Task directions: Reproduce verbatim the lines of the material below, starting at the line with "the spoonbill, each" and ending at the line with "of the green", both inclusive; skip the rest.

=== Begin Enclosure ===

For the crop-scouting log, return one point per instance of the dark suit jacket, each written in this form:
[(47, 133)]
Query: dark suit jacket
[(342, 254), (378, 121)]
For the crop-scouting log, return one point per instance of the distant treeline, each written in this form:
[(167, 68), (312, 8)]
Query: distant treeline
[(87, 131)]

=== End Enclosure ===
=== Begin Enclosure ===

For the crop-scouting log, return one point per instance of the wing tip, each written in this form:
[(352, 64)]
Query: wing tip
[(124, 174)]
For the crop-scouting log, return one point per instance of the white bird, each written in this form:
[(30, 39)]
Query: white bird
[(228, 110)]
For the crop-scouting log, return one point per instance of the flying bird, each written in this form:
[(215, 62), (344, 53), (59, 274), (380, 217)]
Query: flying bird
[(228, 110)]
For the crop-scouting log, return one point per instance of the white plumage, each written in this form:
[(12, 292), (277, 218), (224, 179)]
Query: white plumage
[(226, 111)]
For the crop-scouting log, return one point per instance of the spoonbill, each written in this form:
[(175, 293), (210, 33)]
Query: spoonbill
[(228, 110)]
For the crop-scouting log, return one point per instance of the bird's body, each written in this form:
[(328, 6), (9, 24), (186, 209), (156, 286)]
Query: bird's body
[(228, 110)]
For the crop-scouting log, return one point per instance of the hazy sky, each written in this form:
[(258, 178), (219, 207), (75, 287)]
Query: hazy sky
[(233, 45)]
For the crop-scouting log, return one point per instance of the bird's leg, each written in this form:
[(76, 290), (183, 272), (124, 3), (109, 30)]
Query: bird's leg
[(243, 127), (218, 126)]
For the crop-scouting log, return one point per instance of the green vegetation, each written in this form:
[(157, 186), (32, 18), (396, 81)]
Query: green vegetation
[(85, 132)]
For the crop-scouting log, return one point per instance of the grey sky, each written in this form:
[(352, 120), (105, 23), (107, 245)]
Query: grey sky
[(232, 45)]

=== End Enclosure ===
=== Begin Enclosure ===

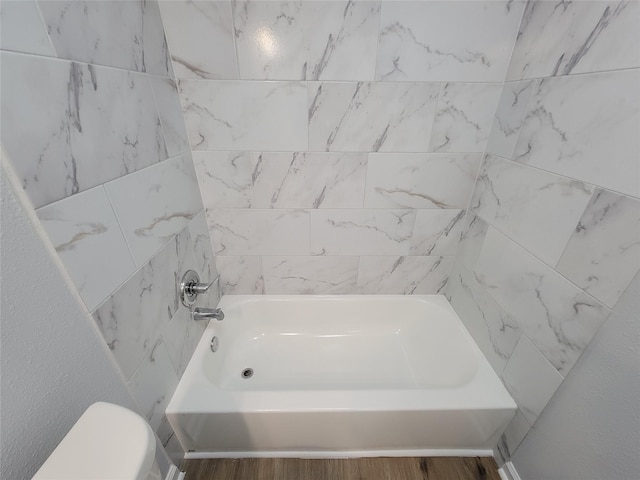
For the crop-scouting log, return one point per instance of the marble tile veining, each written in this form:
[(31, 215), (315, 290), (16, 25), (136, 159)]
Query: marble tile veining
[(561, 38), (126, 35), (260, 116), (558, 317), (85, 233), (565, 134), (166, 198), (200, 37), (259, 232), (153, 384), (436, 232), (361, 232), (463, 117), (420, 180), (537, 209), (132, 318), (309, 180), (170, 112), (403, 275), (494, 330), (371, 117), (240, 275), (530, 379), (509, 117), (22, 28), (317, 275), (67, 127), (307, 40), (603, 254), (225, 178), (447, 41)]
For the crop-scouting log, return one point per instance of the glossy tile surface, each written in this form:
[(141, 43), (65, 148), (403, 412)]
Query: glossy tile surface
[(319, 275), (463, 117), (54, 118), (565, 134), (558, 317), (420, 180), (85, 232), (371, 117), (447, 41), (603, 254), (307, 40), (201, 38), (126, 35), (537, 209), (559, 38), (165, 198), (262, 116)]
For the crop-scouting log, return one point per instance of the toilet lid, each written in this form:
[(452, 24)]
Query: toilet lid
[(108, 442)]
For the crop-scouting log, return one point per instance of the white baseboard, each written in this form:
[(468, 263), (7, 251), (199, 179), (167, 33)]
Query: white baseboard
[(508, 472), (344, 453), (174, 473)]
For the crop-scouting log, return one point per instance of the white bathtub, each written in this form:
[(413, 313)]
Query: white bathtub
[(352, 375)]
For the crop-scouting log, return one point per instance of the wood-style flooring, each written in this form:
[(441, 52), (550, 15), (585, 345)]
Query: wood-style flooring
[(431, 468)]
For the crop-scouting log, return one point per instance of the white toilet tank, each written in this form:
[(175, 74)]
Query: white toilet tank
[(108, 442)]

=== End Enclosure ===

Response:
For the crop-scouting log, return one point per instance of the spoonbill, each written in this form:
[(175, 293), (210, 33)]
Query: spoonbill
[(228, 110)]
For the crop-scouting log, return one point per instance of the bird's body, each written in this form:
[(328, 6), (9, 24), (186, 209), (156, 286)]
Query: bird's body
[(228, 110)]
For the crop-scouting log, return one point per instance of the hazy sky, each written in this form:
[(258, 178), (219, 207), (75, 287)]
Query: hazy sky
[(233, 45)]
For the crop-scouting log, return one point per instance of the bird's leg, each written in this form:
[(76, 290), (183, 272), (124, 3), (109, 30)]
Query: bird's leg
[(243, 127), (218, 126)]
For the crop-scouting log, return one point per instance of the green vegetation, each written in this form:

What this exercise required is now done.